→ Goal of the exercise: Nothing beyond the line containing "spot tall dry grass | bbox" should be printed; print each line exactly from the first line of the listing below through it.

→ Records for processing:
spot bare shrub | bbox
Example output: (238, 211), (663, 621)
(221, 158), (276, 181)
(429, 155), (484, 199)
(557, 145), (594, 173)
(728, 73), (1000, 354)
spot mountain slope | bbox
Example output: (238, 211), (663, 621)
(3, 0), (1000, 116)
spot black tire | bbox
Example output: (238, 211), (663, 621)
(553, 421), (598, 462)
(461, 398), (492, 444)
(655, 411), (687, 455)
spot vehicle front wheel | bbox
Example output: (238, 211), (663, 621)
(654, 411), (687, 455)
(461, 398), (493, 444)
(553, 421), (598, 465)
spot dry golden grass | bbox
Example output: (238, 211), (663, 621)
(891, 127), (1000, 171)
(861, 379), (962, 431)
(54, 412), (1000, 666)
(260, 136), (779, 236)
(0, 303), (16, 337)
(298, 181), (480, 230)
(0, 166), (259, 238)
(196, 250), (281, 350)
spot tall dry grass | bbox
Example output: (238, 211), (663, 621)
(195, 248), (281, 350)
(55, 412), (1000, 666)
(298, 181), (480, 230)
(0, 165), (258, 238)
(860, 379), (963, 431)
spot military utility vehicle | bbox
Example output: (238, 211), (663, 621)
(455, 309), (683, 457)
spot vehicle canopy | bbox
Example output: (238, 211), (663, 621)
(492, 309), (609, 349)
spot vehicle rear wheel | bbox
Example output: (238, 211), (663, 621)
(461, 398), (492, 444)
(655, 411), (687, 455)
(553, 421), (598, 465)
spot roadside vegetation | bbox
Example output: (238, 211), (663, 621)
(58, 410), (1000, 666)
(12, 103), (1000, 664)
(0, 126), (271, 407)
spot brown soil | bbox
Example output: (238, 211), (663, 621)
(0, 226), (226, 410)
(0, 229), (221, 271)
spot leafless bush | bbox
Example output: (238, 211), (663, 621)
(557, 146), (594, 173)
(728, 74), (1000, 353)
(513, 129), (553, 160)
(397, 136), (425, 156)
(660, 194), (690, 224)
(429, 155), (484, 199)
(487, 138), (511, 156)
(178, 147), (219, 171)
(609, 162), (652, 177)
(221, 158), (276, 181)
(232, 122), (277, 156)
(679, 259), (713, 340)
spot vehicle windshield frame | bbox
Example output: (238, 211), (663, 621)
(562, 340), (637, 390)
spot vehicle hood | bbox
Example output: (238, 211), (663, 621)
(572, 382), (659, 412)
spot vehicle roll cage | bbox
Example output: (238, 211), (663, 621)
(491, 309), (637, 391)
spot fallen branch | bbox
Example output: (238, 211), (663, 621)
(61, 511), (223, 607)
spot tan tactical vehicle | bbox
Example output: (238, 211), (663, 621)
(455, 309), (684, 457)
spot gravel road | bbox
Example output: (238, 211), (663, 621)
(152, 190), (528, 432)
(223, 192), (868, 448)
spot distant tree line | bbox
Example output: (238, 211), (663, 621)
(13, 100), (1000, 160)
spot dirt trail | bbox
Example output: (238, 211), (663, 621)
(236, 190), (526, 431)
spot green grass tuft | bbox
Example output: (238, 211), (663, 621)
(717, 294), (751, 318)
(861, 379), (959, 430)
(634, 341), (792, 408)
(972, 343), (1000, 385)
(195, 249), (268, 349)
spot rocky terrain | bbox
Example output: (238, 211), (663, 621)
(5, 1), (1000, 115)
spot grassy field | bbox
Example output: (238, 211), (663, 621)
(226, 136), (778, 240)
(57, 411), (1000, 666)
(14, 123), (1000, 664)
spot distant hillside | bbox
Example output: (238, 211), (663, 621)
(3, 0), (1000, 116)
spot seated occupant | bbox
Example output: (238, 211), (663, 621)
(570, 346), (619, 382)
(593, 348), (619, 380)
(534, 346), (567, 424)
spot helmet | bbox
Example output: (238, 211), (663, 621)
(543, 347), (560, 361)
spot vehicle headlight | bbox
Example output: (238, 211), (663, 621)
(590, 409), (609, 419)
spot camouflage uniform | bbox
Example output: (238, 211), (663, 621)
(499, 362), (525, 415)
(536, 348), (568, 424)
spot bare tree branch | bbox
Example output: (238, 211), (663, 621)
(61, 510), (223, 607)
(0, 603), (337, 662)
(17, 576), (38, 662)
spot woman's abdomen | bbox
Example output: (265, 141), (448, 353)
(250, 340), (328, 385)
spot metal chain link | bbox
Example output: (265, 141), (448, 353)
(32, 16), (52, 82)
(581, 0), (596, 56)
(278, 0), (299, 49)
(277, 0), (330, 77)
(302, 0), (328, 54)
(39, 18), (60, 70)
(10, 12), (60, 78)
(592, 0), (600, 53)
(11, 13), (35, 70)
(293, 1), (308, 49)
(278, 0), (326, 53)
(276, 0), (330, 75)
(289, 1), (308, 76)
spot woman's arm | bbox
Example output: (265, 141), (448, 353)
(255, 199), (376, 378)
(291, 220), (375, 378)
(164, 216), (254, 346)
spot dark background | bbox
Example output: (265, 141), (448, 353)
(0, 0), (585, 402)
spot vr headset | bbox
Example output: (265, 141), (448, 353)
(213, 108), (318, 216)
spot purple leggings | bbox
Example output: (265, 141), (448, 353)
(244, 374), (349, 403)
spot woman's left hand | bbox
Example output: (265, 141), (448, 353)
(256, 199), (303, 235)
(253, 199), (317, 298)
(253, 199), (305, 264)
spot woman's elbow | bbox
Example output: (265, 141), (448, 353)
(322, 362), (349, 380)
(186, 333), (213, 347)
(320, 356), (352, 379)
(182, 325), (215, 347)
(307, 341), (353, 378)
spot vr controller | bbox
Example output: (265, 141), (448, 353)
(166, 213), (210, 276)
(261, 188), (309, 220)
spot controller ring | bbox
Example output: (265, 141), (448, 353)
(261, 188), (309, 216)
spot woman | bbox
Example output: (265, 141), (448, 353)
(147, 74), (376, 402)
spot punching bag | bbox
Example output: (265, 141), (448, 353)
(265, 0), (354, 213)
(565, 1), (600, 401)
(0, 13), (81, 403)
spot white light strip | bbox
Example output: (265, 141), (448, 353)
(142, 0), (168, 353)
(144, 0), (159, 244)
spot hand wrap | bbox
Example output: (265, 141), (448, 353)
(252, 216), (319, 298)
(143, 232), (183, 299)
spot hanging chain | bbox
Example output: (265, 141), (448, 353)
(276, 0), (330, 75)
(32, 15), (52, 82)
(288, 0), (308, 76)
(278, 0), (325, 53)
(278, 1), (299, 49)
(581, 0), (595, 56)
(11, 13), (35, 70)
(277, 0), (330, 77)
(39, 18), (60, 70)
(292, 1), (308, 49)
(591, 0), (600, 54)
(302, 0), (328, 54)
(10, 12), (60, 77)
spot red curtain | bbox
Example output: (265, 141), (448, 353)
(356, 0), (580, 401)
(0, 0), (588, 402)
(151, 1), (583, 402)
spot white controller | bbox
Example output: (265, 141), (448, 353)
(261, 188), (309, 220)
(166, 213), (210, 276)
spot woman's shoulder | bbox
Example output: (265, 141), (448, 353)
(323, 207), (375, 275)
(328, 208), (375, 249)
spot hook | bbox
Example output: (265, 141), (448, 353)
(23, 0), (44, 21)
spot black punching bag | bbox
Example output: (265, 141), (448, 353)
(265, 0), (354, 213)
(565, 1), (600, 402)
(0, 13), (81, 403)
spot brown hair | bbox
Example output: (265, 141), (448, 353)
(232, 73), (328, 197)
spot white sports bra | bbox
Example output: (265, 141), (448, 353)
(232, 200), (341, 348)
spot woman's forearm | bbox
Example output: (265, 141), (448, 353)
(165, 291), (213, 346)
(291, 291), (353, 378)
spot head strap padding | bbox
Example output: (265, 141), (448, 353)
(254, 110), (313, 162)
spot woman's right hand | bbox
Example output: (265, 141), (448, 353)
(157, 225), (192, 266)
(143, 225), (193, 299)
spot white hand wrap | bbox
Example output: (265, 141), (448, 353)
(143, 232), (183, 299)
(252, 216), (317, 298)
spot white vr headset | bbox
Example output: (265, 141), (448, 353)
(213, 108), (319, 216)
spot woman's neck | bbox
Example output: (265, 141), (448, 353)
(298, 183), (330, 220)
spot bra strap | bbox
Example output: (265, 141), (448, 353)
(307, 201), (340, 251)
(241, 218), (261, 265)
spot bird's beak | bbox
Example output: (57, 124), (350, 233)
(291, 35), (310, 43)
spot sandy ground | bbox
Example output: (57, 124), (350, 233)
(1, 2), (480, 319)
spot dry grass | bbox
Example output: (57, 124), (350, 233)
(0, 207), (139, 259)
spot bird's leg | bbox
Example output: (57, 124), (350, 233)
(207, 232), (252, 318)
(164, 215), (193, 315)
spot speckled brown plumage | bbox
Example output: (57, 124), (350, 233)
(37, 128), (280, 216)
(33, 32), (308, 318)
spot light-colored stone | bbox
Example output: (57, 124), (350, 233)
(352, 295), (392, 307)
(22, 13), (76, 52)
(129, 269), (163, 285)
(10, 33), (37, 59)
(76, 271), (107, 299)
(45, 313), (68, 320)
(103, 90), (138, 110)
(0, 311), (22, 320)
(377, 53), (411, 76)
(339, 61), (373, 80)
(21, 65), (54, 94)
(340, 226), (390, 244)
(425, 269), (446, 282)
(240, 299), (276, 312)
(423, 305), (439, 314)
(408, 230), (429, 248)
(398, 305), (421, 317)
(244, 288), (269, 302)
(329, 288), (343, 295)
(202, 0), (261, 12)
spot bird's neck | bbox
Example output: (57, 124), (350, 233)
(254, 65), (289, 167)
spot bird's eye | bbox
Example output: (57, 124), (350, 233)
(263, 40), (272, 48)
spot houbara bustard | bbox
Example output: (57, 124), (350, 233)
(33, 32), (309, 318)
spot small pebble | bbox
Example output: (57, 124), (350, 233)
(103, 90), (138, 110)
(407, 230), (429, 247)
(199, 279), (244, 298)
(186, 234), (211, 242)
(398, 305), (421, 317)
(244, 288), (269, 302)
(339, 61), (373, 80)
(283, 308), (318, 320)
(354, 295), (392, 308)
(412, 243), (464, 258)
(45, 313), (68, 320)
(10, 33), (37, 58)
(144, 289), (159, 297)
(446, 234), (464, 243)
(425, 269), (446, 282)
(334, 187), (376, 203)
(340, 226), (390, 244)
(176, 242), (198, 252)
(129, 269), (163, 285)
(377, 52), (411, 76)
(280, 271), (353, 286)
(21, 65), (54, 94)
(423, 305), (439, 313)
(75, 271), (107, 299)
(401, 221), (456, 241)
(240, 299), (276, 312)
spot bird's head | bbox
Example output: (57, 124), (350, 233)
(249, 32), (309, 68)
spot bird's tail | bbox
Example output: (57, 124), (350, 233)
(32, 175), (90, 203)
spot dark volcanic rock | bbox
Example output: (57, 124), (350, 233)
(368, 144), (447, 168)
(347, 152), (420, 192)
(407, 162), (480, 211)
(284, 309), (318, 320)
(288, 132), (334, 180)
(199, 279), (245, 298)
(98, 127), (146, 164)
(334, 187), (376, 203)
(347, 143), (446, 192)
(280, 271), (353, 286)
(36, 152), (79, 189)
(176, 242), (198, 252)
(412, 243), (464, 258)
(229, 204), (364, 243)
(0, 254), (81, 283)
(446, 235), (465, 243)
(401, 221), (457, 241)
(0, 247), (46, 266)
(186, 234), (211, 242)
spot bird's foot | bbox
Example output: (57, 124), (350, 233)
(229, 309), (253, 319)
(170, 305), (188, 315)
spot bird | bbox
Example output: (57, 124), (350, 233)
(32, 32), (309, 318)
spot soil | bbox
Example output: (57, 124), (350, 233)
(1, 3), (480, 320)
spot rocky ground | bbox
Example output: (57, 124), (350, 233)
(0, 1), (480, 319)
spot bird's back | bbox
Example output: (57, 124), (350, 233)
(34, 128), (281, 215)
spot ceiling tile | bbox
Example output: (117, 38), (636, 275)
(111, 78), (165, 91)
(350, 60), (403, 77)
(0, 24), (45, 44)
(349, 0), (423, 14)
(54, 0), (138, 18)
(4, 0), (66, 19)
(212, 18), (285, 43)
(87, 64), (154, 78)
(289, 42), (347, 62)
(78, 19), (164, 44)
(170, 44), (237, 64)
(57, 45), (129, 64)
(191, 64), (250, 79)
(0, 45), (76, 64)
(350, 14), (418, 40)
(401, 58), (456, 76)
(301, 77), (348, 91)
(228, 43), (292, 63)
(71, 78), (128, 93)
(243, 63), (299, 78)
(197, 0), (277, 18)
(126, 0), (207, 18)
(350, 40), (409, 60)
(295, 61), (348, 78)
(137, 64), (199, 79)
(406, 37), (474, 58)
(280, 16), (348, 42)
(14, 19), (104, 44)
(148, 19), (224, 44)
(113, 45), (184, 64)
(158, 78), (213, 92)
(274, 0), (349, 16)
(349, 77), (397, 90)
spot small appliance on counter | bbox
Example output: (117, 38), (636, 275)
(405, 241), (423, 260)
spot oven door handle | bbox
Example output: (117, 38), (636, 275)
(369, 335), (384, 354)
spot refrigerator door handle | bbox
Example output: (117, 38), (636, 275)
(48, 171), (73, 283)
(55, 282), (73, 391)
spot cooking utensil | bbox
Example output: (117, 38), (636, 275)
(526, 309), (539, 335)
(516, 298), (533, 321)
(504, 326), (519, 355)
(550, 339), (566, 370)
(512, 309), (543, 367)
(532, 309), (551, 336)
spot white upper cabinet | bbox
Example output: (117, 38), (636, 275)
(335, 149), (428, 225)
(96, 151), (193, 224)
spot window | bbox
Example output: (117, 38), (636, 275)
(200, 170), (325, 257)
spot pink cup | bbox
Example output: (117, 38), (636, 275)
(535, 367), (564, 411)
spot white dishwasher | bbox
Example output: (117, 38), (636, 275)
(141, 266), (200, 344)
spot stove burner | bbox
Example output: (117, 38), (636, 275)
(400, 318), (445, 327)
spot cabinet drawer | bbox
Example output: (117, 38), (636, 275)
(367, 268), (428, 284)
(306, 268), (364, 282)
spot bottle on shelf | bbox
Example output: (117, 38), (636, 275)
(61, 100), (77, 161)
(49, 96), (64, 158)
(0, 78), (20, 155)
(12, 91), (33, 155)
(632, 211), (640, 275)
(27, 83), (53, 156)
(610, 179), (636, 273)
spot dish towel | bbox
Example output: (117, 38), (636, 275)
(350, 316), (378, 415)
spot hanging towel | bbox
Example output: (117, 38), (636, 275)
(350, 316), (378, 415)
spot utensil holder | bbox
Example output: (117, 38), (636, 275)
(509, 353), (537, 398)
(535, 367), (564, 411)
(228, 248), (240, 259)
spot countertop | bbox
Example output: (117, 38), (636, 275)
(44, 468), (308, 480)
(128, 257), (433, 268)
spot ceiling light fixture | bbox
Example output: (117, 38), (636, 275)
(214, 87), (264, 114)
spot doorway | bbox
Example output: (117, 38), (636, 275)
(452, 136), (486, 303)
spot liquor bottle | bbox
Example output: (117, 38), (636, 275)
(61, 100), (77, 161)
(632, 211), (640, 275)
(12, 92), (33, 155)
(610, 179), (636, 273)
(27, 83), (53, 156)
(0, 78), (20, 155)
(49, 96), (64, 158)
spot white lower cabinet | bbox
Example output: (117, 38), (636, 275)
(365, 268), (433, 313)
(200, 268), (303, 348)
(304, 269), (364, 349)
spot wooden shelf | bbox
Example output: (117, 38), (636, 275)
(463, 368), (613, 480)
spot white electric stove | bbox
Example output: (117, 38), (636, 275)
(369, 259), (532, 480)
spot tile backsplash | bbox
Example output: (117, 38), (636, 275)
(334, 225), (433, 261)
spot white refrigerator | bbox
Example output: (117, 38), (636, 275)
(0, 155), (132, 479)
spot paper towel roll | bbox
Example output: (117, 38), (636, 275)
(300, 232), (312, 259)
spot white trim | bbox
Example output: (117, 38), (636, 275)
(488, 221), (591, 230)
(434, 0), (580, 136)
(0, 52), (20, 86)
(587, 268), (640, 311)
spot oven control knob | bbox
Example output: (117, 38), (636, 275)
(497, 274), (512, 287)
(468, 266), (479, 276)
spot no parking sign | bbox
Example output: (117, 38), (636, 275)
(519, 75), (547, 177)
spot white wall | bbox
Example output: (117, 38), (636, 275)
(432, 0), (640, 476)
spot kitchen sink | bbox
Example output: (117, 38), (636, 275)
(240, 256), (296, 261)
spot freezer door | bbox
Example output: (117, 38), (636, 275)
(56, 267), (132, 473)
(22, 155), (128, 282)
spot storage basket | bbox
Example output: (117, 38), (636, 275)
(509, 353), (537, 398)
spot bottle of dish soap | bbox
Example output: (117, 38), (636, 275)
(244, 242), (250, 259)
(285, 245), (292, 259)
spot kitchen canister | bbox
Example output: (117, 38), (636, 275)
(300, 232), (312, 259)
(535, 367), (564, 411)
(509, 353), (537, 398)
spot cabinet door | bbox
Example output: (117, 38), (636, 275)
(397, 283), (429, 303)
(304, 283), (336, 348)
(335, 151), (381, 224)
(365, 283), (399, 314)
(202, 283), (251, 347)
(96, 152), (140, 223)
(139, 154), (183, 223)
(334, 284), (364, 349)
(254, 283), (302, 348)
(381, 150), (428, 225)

→ Task response:
spot bare shrub | bbox
Example output: (238, 211), (663, 621)
(221, 158), (276, 181)
(429, 155), (484, 199)
(557, 145), (594, 173)
(728, 73), (1000, 354)
spot mountain slope | bbox
Example output: (238, 211), (663, 621)
(3, 0), (1000, 116)
spot black tire | bbox
Example output: (238, 211), (663, 621)
(553, 421), (598, 462)
(461, 398), (492, 444)
(655, 411), (687, 455)
spot vehicle front wheel | bbox
Example output: (238, 211), (663, 621)
(654, 411), (687, 455)
(461, 398), (493, 444)
(553, 421), (598, 465)
spot dry golden grass | bbox
Example output: (238, 211), (663, 621)
(891, 127), (1000, 171)
(861, 379), (962, 431)
(54, 412), (1000, 666)
(260, 136), (779, 236)
(0, 303), (16, 337)
(298, 181), (480, 230)
(0, 166), (259, 238)
(196, 250), (281, 350)
spot tall dry grass | bbox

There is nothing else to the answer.